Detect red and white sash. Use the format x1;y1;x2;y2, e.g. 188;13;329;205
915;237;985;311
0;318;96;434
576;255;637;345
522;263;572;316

## WHAT IS REQUIRED
Please reproduce the material in its entirety, exactly as it stands.

## TASK SOLUTION
Detect red and white sash. Use the format x1;y1;x2;y2, e.g. 188;13;329;205
915;237;985;311
0;318;96;434
576;255;637;345
522;263;572;316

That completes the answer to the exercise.